▸ INSTRUCTIONS TO FOLLOW
Omit the pictures, please, and give each record below again exactly.

--- start ---

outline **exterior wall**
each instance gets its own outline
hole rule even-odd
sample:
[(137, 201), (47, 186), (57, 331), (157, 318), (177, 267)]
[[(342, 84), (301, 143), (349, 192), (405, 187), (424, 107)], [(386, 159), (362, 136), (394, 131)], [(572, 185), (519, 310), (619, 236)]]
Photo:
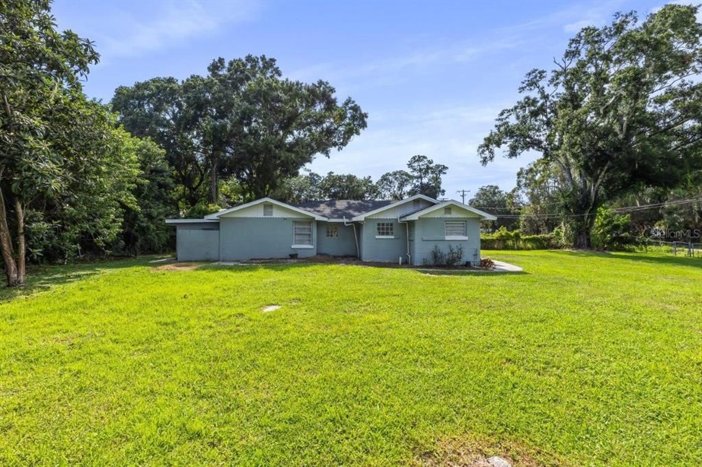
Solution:
[[(312, 221), (312, 248), (293, 249), (293, 222), (307, 219)], [(314, 256), (317, 238), (317, 222), (309, 217), (223, 217), (220, 218), (220, 260), (287, 258), (291, 253), (298, 253), (300, 257)]]
[(378, 214), (368, 216), (366, 219), (397, 219), (400, 216), (404, 216), (406, 214), (413, 212), (418, 210), (424, 209), (433, 205), (433, 203), (430, 203), (425, 199), (420, 198), (411, 201), (407, 201), (395, 208), (390, 208)]
[(176, 224), (176, 255), (178, 260), (218, 260), (219, 234), (218, 222)]
[[(393, 238), (376, 238), (378, 222), (394, 224)], [(361, 241), (361, 259), (364, 261), (397, 263), (399, 257), (407, 261), (407, 227), (397, 219), (366, 219), (363, 224)]]
[[(468, 240), (446, 240), (444, 222), (446, 220), (465, 221), (465, 233)], [(462, 262), (472, 263), (477, 257), (480, 259), (480, 220), (475, 217), (420, 217), (414, 221), (411, 253), (412, 264), (421, 265), (426, 259), (430, 260), (434, 245), (438, 245), (442, 251), (449, 250), (449, 245), (456, 248), (461, 245), (463, 248)], [(477, 256), (475, 257), (475, 254)]]
[[(327, 237), (326, 226), (336, 226), (339, 231), (339, 236)], [(358, 226), (356, 226), (357, 234)], [(356, 239), (354, 238), (353, 227), (345, 226), (343, 222), (317, 223), (317, 252), (331, 256), (358, 256), (356, 251)]]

--- end ---

▸ WRITTEN ANSWER
outline **exterior wall**
each instance gets its own outline
hole rule even-odd
sample:
[(137, 201), (47, 186), (57, 331), (157, 318), (177, 267)]
[[(342, 84), (301, 143), (349, 192), (405, 187), (424, 107)], [(386, 159), (362, 136), (394, 131)], [(572, 185), (519, 310), (619, 236)]]
Photo:
Solution:
[[(312, 221), (312, 248), (293, 249), (293, 222), (307, 219)], [(314, 256), (317, 238), (317, 222), (309, 217), (223, 217), (220, 218), (220, 260), (287, 258), (291, 253), (298, 253), (300, 257)]]
[(378, 214), (368, 216), (366, 219), (397, 219), (400, 216), (404, 216), (406, 214), (413, 212), (418, 210), (424, 209), (433, 205), (433, 203), (430, 203), (425, 199), (420, 198), (411, 201), (407, 201), (395, 208), (390, 208)]
[(176, 224), (176, 255), (178, 260), (218, 260), (219, 234), (218, 222)]
[[(393, 238), (376, 238), (378, 222), (394, 224)], [(361, 241), (361, 259), (364, 261), (397, 263), (399, 257), (407, 261), (407, 227), (397, 219), (366, 219), (363, 224)]]
[[(468, 240), (446, 240), (444, 222), (446, 220), (465, 221), (465, 233)], [(462, 262), (472, 263), (477, 257), (480, 259), (480, 220), (475, 217), (420, 217), (414, 221), (411, 253), (412, 264), (421, 265), (426, 259), (430, 260), (434, 245), (438, 245), (442, 251), (449, 250), (449, 245), (456, 248), (461, 245), (463, 248)], [(477, 256), (475, 257), (475, 254)]]
[[(327, 237), (326, 226), (336, 226), (339, 231), (339, 236)], [(358, 226), (356, 226), (357, 234)], [(356, 239), (354, 238), (353, 227), (345, 226), (343, 222), (317, 223), (317, 252), (331, 256), (358, 256), (356, 251)]]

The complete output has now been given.